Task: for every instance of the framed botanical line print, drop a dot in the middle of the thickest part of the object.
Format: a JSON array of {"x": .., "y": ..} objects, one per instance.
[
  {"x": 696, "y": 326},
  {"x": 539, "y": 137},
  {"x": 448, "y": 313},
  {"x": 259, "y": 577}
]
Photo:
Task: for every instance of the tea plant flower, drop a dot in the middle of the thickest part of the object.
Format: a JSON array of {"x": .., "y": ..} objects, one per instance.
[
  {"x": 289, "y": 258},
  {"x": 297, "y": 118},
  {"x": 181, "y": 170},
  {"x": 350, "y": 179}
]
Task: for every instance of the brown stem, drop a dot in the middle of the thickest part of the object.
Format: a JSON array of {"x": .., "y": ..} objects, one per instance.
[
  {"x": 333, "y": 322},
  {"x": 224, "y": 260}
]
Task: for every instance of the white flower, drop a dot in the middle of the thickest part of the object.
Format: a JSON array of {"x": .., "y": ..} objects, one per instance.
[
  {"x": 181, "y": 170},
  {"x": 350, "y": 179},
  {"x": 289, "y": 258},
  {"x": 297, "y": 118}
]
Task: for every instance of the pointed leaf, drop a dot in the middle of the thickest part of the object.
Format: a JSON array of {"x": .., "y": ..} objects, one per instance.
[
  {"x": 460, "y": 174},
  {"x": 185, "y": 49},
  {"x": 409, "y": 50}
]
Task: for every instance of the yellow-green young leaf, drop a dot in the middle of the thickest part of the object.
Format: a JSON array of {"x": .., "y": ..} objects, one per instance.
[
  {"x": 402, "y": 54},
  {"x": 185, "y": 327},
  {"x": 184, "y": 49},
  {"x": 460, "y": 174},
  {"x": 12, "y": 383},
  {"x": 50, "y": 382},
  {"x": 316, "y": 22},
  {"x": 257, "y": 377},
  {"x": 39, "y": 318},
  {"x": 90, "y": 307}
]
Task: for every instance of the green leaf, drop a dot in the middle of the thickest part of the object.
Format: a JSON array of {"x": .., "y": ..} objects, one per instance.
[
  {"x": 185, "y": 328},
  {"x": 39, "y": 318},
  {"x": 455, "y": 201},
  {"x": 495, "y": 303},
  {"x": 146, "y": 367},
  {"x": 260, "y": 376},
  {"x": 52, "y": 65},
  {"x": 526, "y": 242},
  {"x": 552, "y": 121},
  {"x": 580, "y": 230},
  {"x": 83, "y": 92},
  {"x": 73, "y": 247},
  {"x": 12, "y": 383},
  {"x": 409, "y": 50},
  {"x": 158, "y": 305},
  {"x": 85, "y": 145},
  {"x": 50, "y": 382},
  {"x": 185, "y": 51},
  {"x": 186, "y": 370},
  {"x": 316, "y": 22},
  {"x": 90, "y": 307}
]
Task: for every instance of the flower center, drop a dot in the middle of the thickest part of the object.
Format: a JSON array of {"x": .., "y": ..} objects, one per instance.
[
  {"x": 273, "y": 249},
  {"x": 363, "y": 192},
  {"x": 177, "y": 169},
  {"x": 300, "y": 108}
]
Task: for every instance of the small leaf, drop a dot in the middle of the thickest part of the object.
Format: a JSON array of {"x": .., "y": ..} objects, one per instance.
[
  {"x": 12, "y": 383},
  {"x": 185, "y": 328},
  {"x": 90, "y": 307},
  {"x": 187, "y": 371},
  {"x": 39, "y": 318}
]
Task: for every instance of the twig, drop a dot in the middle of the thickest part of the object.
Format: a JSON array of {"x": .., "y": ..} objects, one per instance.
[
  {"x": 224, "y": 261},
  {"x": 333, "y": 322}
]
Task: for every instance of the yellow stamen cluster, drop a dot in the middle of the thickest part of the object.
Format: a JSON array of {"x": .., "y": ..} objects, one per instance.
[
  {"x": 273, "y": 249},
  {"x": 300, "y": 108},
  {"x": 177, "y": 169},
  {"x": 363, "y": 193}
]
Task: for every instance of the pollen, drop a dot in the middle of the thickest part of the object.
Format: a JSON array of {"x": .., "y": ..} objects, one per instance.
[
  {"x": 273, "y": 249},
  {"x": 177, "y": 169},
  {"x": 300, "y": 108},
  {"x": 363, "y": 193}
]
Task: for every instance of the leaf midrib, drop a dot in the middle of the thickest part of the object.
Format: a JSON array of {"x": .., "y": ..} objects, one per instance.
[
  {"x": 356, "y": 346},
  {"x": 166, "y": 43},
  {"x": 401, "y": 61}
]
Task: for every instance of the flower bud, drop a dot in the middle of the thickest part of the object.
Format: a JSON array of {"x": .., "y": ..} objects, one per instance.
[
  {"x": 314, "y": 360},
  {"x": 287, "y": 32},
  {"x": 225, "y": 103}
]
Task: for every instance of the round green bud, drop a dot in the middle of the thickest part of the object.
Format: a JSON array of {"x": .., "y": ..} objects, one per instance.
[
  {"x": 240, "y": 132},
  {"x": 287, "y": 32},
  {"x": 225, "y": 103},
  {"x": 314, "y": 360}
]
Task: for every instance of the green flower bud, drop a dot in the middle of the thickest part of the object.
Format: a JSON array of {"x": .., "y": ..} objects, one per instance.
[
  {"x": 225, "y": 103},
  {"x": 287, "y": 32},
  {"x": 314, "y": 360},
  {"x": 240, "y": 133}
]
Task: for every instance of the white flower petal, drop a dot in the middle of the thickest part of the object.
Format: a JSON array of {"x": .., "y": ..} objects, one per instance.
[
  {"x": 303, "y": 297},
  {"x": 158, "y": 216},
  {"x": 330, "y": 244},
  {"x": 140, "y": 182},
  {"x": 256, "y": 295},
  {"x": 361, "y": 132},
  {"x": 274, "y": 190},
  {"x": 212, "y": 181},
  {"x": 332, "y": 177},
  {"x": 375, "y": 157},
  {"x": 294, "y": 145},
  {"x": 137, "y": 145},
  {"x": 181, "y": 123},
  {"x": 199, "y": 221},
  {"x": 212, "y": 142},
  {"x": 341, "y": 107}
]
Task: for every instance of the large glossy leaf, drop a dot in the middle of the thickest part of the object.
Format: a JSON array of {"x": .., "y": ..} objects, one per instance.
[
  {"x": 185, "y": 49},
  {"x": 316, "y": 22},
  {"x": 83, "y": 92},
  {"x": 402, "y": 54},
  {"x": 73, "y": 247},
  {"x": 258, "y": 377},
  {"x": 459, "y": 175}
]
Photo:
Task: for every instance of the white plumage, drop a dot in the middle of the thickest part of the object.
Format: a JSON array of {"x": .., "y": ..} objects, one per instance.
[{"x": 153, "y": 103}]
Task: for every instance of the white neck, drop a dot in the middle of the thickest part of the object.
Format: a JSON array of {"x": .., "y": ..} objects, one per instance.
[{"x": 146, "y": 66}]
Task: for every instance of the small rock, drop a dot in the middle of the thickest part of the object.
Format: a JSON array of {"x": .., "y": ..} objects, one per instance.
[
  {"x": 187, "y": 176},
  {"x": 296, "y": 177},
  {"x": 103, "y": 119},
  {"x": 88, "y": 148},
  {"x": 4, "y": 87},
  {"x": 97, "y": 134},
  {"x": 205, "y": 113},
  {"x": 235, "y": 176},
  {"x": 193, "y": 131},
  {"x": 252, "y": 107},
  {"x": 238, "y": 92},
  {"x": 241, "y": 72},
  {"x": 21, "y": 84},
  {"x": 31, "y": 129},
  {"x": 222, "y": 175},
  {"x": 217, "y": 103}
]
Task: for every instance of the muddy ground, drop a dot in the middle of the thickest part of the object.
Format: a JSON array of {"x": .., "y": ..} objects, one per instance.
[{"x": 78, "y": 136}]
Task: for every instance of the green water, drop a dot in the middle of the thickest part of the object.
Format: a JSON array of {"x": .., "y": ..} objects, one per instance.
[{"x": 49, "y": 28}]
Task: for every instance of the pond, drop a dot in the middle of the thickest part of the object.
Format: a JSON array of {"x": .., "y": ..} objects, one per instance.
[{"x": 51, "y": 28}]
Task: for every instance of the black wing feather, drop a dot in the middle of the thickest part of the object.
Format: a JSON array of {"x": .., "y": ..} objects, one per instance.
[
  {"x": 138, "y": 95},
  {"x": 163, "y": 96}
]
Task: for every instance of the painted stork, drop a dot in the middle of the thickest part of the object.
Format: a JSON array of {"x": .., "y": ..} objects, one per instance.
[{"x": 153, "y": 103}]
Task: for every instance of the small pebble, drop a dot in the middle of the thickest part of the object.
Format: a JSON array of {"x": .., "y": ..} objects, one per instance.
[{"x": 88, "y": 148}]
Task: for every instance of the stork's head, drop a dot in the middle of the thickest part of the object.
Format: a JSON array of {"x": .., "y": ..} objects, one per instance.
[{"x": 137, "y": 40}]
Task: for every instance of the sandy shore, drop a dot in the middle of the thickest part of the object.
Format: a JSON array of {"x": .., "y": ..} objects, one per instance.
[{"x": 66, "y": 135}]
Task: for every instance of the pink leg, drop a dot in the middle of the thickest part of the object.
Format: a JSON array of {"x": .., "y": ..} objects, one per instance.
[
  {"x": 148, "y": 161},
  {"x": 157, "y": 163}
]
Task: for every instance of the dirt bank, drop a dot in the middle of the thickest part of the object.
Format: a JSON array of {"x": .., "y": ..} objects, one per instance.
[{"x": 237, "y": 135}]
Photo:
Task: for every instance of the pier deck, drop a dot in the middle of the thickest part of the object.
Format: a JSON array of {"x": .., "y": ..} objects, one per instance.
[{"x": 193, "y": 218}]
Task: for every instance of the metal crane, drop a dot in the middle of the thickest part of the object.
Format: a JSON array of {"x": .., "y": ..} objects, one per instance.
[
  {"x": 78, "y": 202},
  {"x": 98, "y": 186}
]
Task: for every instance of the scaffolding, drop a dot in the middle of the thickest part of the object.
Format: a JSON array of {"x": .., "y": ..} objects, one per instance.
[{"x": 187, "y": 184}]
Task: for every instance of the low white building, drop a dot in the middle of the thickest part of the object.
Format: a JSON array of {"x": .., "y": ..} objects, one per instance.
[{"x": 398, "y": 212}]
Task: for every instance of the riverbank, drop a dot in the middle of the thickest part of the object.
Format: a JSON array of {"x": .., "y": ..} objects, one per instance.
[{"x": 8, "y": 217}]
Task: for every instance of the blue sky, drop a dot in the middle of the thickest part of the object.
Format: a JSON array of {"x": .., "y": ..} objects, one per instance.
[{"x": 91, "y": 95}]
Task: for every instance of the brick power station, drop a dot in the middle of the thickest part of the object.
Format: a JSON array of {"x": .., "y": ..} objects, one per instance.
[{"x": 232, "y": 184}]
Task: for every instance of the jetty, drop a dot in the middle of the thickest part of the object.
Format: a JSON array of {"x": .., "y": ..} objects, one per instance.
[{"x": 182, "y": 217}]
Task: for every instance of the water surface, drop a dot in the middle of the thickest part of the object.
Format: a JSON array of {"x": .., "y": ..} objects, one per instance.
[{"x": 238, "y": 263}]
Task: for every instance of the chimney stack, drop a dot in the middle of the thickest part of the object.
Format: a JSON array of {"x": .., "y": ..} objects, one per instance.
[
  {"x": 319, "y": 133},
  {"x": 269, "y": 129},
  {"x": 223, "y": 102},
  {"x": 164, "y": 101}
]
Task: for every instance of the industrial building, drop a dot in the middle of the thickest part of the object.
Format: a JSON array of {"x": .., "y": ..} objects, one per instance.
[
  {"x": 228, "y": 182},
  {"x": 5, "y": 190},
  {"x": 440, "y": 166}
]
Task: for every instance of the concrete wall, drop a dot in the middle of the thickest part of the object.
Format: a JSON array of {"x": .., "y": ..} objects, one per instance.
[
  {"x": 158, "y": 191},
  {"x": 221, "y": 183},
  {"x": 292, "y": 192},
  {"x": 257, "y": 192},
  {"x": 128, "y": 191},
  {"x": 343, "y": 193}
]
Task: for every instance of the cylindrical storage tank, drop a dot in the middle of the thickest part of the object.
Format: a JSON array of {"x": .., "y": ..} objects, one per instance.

Work required: The required output is the exact sequence of lines from the one containing "Task: for every instance of the industrial" through the end of the listing, both endpoints included.

Written solution:
Task: for every instance of the industrial building, drop a dot in the middle of the thickest part of the object.
Format: a JSON array of {"x": .., "y": ..} objects, one per instance.
[
  {"x": 228, "y": 182},
  {"x": 5, "y": 190},
  {"x": 440, "y": 166}
]
Task: for every instance of the concrete wall, drop a dot in the middle of the thickest part of the object.
Format: a JSON array of {"x": .., "y": ..} objects, one per instance.
[
  {"x": 158, "y": 191},
  {"x": 221, "y": 183},
  {"x": 292, "y": 192},
  {"x": 257, "y": 192},
  {"x": 128, "y": 191},
  {"x": 343, "y": 193}
]
Task: for every instance of the cylindrical storage tank, drop a dot in the middle of the thickest part of the object.
Format: a JSON array of {"x": .., "y": ..} objects, one per instance.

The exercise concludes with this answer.